For the listing below, count the lines that contain "query" and report only the number.

> Stored data:
* * * * * * * * *

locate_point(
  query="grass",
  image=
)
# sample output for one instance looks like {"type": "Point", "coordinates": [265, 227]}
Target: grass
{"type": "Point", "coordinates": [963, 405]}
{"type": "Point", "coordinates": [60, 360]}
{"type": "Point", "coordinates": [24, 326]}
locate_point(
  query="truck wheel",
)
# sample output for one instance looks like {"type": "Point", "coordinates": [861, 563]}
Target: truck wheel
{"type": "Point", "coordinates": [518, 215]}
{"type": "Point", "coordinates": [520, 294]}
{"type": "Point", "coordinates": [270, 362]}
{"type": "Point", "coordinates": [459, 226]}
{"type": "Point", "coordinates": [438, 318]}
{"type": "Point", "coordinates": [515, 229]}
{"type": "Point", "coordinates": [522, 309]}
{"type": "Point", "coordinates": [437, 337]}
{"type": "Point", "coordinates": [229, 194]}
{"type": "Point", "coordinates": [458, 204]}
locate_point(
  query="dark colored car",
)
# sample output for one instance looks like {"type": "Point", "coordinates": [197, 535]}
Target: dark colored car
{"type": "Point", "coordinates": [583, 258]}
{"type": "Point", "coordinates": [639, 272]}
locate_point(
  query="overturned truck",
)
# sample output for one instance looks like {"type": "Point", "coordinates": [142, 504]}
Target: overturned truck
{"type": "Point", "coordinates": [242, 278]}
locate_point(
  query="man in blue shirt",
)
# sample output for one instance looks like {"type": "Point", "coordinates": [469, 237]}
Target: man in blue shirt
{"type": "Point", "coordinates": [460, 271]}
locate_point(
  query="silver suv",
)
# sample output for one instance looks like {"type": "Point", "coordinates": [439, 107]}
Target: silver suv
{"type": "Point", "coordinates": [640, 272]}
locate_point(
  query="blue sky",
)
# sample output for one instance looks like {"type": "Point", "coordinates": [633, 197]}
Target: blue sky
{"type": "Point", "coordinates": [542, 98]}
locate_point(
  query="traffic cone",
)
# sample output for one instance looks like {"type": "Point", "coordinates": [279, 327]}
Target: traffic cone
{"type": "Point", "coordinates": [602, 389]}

* * * * * * * * *

> Answer to this problem: 8